• _Document excerpt_:

Studies say that most subcultures have working class/underclass origins (skinheads, heavy metal, punk, jungle; jazz, blues, techno, hip hop). Some say that Western affluence (and the disappearance of the traditional British working class) is the reason for a decline in subculture.

Our panellists have very different views on this issue…

[NB: head to the first article to read more about who our panellists are]

“That’s bollocks. I’m originally from the ‘Socialist Republic of South Yorkshire’ and I can tell you that the county is as working class now as it ever was. If there is a decline [in musical subcultures], I think it’s due to the fact that they no longer stand at the vanguard of communication. There are now so many avenues of expression that music is now among the pack, rather than its leader.

“Grime is probably the last big subculture. It represents the voice of inner London from people whose existence was being squeezed and marginalised. This can be heard in its defiance and its validity is reinforced by its capacity to frighten.”

Ian Winwood

Grime artists: JME, Lethal Bizzle, Bugzy Malone, Skepta and Stormzy

“When I was growing up [1980s/90s], to be working class seemed different to now. Access to what people have has changed: mobile phones, the internet, TV on-demand. It’s all accessible. It allows people of all classes to have more choice, which will fundamentally lead to less subculture.”

Jon Luis Jones

The working class isn’t disappearing and the ‘chav’ (hate the word, but you know what I mean) lifestyle is probably the biggest working class sub cult. It’s a continuation of mod in that it fetishises brands, cutting edge black music – hip hop (for boys) and R&B (for girls) – and is associated with moral panics.

There are fewer teenagers around than there were 30 years ago, that may be a factor.”

Tommy Udo

“The underclass that would have traditionally made up these subcultures probably can’t afford to spend time or money on forming bands, writing scripts/zines or learning performance skills. The working class isn’t gone. It’s just been priced out. And they always created the best art.

“In Stewart Lee’s book he talks about how he was earning £30 a week from doing gigs in London in the 1980s and that was enough for him to pay his rent. The idea that you could dedicate your time to those skills today, is absurd. You’d have to have a full-time, well-paid job, just to be able to survive in a city like London.

Stewart Lee telling an audience: “Twitter is the Stasi for the Angry Birds generation”

“If you want to break into the arts but aren’t part of an upper middle-class elite then those avenues are closed to you. I’m sure there are thousands of brilliantly creative people all over the country that aren’t able to develop their skills purely because financial responsibilities take up all of their time.

Steve Hill

“Sounds like bollocks to me. There’s still a lot of poor, angry people out there.”

Scott Rowley

“Being working class alone isn’t validating. You can be wealthy and still feel the blues or have soul or truly ‘get it‘.”

Ali Divers

“Most of these subcultures are underpinned by music which is ultimately art. Art and music (real music) are born from a reaction or dissatisfaction with life. This often stems from not having it so easy. Most Western culture comes from money these days and is born from marketing, so I’d agree this might be a reason for its decline.”

Joel Priestland

Most Western culture comes from money these days and is born from marketing

“Great creative ideas often start with an enemy: a big problem that creativity can help overcome. The hippies were trying to overcome the threat of nuclear destruction with the peace movement.

• _Dataset records about object locations_:
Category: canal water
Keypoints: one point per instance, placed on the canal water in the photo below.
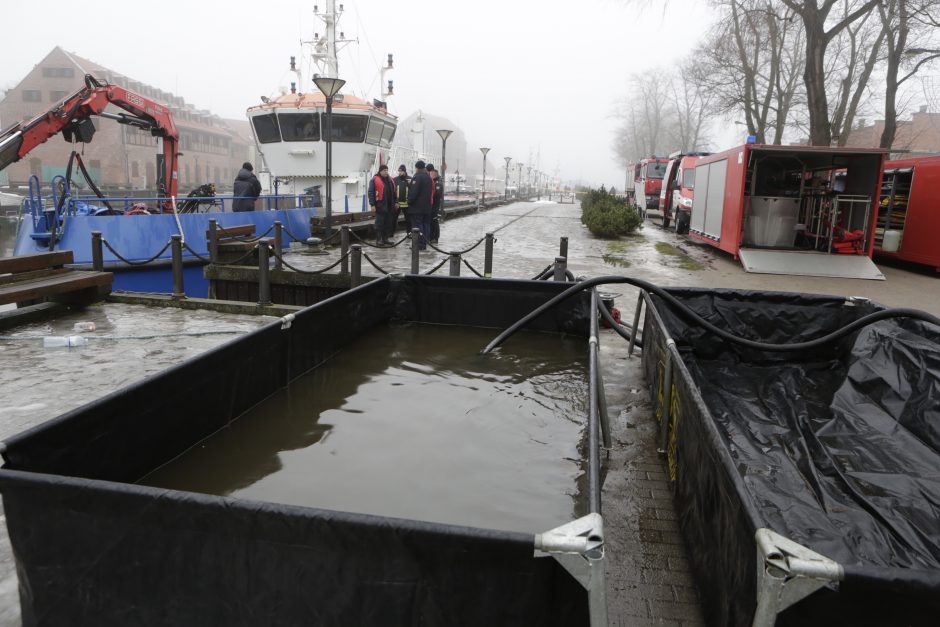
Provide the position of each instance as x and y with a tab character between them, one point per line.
411	421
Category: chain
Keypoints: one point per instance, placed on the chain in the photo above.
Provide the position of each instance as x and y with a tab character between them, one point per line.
472	269
437	267
135	263
375	265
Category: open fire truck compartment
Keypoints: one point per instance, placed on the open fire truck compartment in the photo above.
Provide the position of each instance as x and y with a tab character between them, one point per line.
791	209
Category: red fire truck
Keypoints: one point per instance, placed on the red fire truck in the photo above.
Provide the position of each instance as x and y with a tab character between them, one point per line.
908	218
675	198
647	183
791	209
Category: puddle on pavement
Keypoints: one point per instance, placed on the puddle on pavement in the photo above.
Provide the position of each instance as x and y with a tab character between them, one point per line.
411	421
677	257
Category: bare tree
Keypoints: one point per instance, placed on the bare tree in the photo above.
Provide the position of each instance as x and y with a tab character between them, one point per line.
815	17
901	19
858	51
750	62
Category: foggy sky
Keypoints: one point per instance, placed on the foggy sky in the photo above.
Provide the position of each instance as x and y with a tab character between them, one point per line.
519	77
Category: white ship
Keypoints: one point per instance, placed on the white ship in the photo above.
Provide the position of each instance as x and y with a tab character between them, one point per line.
290	130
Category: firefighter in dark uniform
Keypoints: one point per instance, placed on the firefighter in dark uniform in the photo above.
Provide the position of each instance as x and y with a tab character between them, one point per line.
435	230
402	183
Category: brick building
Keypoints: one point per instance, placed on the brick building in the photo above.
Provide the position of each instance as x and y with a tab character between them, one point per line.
918	136
121	157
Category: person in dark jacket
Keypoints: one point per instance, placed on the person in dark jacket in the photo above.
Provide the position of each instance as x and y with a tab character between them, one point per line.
402	182
382	201
435	229
420	197
246	189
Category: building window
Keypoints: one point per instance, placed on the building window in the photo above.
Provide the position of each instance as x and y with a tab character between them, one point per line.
58	72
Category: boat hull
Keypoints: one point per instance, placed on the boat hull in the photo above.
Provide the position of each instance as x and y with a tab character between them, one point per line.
139	237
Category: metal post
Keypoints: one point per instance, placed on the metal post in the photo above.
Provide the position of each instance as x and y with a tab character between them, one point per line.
355	277
97	254
328	225
488	256
344	249
667	399
176	248
278	245
415	242
213	241
264	274
636	322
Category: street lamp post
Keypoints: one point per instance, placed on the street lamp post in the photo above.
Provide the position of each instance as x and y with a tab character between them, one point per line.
444	133
520	167
330	87
483	191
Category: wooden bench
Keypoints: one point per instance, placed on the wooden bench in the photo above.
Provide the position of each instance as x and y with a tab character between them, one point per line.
355	221
229	245
41	277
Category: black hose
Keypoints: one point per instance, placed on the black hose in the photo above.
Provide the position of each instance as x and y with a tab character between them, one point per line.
694	318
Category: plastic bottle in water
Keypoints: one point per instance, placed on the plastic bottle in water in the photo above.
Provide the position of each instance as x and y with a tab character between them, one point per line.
63	341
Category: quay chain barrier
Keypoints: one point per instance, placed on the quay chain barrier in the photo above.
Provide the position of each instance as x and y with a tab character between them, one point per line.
691	316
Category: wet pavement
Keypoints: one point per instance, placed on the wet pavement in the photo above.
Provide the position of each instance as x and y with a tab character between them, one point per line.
648	581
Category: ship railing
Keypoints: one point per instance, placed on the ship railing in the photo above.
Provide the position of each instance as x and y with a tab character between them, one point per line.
264	249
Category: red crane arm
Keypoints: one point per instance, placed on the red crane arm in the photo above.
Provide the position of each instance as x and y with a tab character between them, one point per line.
72	119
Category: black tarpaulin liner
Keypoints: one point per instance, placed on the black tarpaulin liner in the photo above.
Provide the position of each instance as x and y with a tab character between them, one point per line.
836	449
93	549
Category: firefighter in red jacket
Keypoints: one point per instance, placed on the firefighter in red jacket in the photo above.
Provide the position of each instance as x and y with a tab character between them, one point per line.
382	201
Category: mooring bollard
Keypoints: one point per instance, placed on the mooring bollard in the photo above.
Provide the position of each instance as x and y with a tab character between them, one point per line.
176	248
488	256
213	241
264	274
415	243
278	245
97	254
344	249
356	277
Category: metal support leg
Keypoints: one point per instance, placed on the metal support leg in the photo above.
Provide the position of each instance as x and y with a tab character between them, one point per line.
264	274
579	547
787	572
636	323
97	252
356	277
213	241
488	256
667	399
344	249
415	243
278	245
176	248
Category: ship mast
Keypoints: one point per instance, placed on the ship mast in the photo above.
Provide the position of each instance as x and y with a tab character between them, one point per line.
326	49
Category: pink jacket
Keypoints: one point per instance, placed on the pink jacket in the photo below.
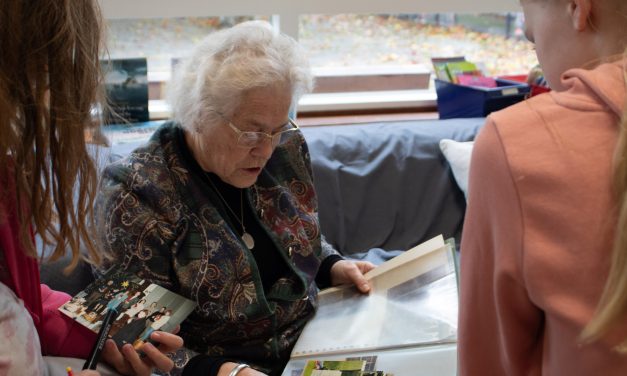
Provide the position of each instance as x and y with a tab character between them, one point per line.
59	335
538	232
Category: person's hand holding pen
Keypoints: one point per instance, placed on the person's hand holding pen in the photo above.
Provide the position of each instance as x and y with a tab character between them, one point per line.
129	362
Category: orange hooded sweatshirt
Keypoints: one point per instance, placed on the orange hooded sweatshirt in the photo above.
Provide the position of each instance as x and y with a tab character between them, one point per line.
538	233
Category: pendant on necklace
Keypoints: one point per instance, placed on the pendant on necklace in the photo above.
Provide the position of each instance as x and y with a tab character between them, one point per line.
248	240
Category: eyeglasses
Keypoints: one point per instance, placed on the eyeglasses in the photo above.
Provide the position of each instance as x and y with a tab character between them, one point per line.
249	139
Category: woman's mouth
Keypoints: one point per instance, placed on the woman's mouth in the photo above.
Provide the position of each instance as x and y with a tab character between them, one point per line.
253	170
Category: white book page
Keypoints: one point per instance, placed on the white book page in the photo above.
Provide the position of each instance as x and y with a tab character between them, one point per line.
412	302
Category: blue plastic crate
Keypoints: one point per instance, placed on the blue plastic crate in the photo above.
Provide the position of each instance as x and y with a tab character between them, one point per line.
460	101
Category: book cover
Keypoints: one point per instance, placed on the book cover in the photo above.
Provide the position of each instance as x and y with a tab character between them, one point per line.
408	319
126	83
142	307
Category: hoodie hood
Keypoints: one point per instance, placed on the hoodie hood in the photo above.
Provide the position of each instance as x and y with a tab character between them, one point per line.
595	89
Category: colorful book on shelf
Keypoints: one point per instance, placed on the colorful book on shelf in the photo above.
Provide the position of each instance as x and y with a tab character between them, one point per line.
473	80
126	83
458	68
141	307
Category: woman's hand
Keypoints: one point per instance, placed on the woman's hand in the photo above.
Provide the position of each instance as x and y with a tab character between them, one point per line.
129	362
345	272
227	367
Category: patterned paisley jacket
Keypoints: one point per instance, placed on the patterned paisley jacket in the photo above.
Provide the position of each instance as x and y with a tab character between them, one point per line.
157	220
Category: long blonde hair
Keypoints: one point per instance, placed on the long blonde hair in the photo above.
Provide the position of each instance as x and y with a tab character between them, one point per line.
49	82
612	306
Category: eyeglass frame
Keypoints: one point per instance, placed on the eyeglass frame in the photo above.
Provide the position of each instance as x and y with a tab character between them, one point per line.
275	139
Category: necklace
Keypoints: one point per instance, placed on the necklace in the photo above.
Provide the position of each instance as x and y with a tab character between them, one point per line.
246	237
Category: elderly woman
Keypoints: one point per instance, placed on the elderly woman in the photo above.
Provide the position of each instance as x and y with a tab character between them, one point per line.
220	206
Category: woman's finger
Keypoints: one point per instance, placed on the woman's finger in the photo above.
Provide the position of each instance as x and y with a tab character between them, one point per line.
168	342
156	357
139	366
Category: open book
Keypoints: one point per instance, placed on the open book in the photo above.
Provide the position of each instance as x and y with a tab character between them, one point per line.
412	306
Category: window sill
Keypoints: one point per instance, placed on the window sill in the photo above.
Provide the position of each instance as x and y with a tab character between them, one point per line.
401	100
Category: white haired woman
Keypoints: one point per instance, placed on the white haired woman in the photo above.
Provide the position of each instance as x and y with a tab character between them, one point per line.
220	207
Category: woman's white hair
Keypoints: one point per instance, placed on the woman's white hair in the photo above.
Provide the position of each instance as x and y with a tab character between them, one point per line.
226	64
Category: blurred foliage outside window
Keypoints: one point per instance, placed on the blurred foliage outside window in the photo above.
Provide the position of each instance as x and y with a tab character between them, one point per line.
493	41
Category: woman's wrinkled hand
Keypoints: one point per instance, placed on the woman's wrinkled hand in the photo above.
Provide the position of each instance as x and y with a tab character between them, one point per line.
347	272
129	362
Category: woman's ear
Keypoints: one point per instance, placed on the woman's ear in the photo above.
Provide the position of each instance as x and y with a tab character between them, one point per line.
580	12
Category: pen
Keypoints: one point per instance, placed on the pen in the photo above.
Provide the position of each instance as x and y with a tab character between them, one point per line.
94	355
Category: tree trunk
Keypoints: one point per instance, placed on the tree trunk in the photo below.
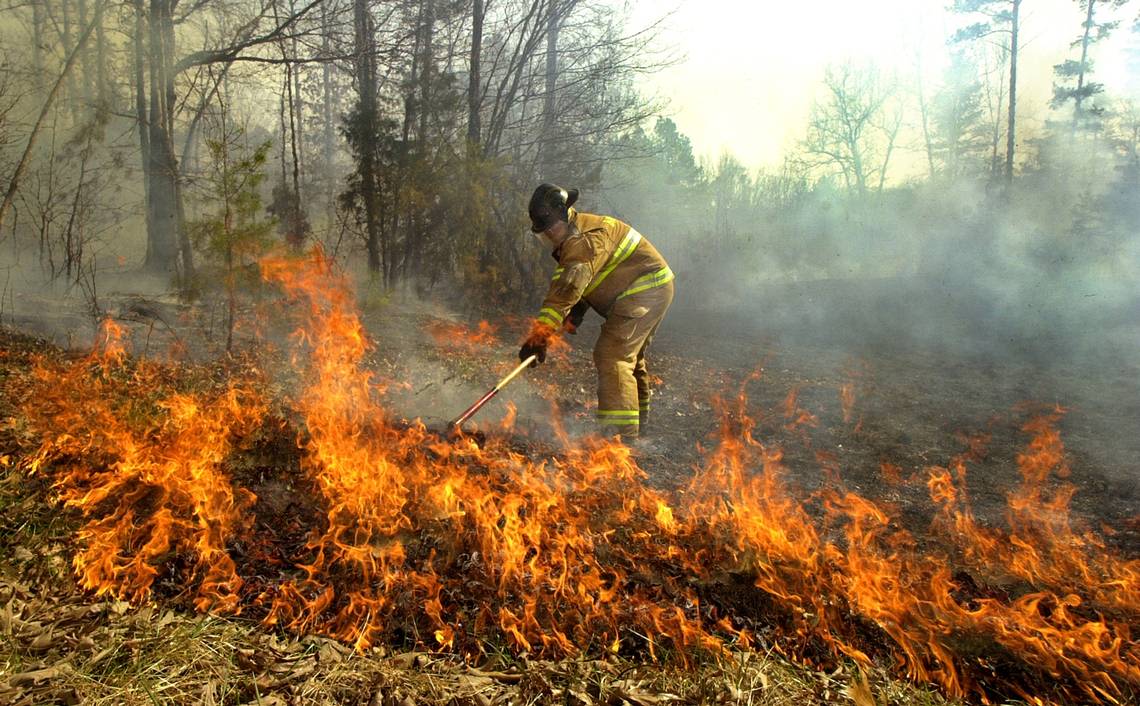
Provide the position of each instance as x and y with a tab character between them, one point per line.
140	112
39	21
366	86
1010	138
1080	78
546	160
473	76
84	58
168	244
25	157
327	111
102	94
65	38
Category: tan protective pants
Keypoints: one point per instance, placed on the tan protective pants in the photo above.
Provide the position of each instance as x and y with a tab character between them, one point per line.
619	355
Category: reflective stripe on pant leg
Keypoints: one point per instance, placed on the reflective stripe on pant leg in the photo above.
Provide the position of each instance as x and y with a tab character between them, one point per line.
619	347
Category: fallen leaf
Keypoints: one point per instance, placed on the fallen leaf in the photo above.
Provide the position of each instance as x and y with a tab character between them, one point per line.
860	691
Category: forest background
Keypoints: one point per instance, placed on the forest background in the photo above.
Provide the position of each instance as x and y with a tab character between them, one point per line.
171	143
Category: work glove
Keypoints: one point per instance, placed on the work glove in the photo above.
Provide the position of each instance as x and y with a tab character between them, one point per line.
534	347
576	316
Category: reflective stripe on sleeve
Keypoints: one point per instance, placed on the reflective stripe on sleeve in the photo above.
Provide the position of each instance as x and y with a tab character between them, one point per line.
648	282
551	316
625	249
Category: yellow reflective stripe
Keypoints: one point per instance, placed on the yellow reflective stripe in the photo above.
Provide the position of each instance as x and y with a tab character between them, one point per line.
551	316
625	249
648	282
618	414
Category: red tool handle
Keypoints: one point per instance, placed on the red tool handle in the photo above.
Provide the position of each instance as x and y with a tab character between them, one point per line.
491	392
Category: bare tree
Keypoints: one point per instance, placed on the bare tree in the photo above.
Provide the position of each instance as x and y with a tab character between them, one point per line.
64	73
851	130
1002	18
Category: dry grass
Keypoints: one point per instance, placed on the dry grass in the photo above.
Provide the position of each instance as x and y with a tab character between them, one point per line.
62	647
59	646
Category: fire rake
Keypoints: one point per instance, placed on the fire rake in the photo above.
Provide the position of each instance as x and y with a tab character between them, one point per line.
491	392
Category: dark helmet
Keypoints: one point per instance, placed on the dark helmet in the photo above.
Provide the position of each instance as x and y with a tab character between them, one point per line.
550	204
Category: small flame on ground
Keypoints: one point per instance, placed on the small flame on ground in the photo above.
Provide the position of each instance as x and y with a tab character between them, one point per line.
449	543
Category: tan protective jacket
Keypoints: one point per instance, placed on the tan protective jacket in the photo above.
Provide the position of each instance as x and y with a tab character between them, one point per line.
602	260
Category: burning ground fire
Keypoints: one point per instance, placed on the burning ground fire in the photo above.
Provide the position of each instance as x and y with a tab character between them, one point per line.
405	535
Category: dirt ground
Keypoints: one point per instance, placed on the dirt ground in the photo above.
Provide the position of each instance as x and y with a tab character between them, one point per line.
853	405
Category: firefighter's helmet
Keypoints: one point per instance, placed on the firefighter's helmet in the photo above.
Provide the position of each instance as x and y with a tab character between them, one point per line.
550	204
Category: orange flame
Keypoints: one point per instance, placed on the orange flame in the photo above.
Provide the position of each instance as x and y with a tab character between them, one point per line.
445	542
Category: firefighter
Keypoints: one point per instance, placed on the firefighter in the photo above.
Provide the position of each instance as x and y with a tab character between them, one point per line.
608	266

• _Problem statement_:
Answer these questions using the text on subcultures and the working class above.
(a) Which subculture does the text call probably the last big one?
(b) How much per week did Stewart Lee earn from gigs in London in the 1980s?
(c) What threat were the hippies trying to overcome with the peace movement?

• _Response to the task_:
(a) Grime
(b) £30
(c) The threat of nuclear destruction